Per l'Iperrealismo, che prima che un movimento artistico
è un modo di approccio al mondo, la ricerca di neutralità
nei confronti della realtà esterna è tale che
esso ricorre alla fotografia degli oggetti (nel 1968 viene
infatti definito anche Photorealism dal gallerista newyorkese
Louis K. Meisel) anzichè alla loro osservazione diretta,
nel tentativo di garantire l'imparzialità della visione
e la maggior anonimità possibile nella definizione
del risultato, senza elaborazione alcuna da parte dell'autore,
denunciando in ciò chiari rapporti di derivazione pop.
Il procedimento adottato dall'artista iperrealista per realizzare
la sua opera parte dalla macchina fotografica che fissa la
scena nelle condizioni di luce, di colore, di disposizione
spaziale desiderate, e prosegue con operazioni a carattere
meccanico di ingrandimento e di riproduzione in scala macroscopica
su carta o tela dell'immagine, ottenendo come risultato finale
un effetto "più reale del reale",
spesso frutto di puro e semplice virtuosismo tecnico: abolita
ogni personalizzazione o interpretazione dell'immagine, ciò
che interessa è realizzare una copia esatta dell'originale.
Il rapporto con la macchina fotografica nell'Iperrealismo
perde ogni conflittualità, anzi viene in alcuni casi
riconosciuta la superiorità della macchina, la quale
produce la "vera" immagine, che il pittore a sua
volta riproduce in seconda battuta, talvolta con gli stessi
difetti e le stesse deformazioni indotte dall'obiettivo, con le stesse
rigidità che derivano dalla mancanza dei poteri di
aggiustamento che sono propri, invece, dell'occhio dell'uomo.

· · ·

Esercizio assegnato:
Stabilisci se ciascuna affermazione concorda con il testo sull'Iperrealismo, rispondendo sì o no e riportando tra virgolette le parole precise del testo che lo dimostrano.
1. L'Iperrealismo si serve della fotografia degli oggetti invece di osservarli direttamente.
2. Nel 1968 il nome Photorealism fu dato al movimento da un critico parigino.
3. Nell'Iperrealismo il rapporto con la macchina fotografica resta conflittuale.
Qui i record non hanno alcun ruolo.

· · ·

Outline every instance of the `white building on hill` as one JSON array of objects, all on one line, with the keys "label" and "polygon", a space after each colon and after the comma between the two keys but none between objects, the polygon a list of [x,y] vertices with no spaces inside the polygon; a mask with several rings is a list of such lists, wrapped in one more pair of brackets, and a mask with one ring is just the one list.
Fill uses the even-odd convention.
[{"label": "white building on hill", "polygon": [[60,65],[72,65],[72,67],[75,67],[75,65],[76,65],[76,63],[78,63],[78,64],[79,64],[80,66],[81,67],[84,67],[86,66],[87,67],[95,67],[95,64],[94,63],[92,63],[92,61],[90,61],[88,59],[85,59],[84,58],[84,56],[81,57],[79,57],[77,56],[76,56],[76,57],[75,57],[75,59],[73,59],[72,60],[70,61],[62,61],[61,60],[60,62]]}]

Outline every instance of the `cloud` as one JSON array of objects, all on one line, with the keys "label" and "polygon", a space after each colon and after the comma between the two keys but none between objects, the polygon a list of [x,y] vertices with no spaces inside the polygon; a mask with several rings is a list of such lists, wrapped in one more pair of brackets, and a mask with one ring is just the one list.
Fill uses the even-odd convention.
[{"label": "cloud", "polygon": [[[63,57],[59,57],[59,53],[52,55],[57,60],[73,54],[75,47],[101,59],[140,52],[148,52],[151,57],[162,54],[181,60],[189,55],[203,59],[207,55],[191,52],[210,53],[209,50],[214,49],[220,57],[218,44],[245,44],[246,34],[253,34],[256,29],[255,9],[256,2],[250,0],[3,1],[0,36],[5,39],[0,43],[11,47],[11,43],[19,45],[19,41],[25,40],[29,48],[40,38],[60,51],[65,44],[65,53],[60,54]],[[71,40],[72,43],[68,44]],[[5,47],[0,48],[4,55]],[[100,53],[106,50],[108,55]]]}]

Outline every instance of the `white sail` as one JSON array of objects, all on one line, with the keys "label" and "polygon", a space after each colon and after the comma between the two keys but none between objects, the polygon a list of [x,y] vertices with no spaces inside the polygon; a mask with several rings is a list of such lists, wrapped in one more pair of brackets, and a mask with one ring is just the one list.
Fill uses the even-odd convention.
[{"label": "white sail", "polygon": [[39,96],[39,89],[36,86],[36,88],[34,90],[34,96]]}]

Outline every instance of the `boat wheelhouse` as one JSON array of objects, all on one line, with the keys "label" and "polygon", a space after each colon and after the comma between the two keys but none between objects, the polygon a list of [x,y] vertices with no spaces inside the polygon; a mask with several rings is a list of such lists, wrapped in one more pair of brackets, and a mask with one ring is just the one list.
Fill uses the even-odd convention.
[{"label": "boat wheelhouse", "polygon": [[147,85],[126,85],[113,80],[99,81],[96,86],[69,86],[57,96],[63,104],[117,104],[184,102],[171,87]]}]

· · ·

Risposta scritta:
1. Sì: «anzichè alla loro osservazione diretta».
2. No: «dal gallerista newyorkese Louis K. Meisel».
3. No: «perde ogni conflittualità».